Convert the material below into a JSON list of strings, with each line as its own string and blank lines omitted.

:: Available records ::

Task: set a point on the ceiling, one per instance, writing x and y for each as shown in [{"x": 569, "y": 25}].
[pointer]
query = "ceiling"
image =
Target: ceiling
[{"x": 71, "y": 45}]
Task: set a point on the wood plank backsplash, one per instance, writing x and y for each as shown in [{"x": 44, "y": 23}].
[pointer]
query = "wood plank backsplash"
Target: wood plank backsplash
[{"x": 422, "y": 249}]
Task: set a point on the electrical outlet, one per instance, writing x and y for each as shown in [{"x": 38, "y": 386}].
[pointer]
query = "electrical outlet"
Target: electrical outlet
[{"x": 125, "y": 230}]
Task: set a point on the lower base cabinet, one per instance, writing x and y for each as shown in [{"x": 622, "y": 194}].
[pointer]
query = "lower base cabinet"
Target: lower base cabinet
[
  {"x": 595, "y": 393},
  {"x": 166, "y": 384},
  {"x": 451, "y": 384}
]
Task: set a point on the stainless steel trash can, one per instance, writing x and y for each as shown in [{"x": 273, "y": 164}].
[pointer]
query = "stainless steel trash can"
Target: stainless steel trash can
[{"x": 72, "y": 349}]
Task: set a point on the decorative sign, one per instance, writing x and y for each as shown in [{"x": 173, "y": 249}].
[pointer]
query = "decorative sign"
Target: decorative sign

:::

* [Response]
[
  "Task: set a point on the ceiling, one per instance, writing x and y for each as shown in [{\"x\": 569, \"y\": 25}].",
  "[pointer]",
  "query = \"ceiling\"",
  "image =",
  "Target: ceiling",
  "[{\"x\": 71, \"y\": 45}]",
  "Task: set a point on the wood plank backsplash, one per instance, writing x and y for each as shown in [{\"x\": 44, \"y\": 23}].",
  "[pointer]",
  "query = \"wood plank backsplash\"",
  "Target: wood plank backsplash",
  "[{\"x\": 422, \"y\": 249}]",
  "Task: set a point on the electrical outlet, one per instance, writing x and y for each as shown in [{\"x\": 38, \"y\": 386}].",
  "[pointer]",
  "query = \"electrical outlet\"",
  "Target: electrical outlet",
  "[{\"x\": 125, \"y\": 230}]",
  "Task: set a point on the lower base cabinet, one per instance, writing x and y for each as shown in [{\"x\": 622, \"y\": 194}].",
  "[pointer]",
  "query = \"lower base cabinet\"",
  "Target: lower base cabinet",
  "[",
  "  {\"x\": 595, \"y\": 393},",
  "  {\"x\": 166, \"y\": 384},",
  "  {\"x\": 451, \"y\": 384}",
  "]",
  "Task: set a point on the stainless steel trash can, one per instance, writing x and y for each as shown in [{\"x\": 273, \"y\": 164}].",
  "[pointer]",
  "query = \"stainless steel trash can\"",
  "Target: stainless steel trash can",
  "[{\"x\": 72, \"y\": 349}]",
  "Task: set a point on the decorative sign, one per instance, writing x and y for each as shown in [{\"x\": 173, \"y\": 249}].",
  "[pointer]",
  "query = \"decorative sign\"",
  "Target: decorative sign"
]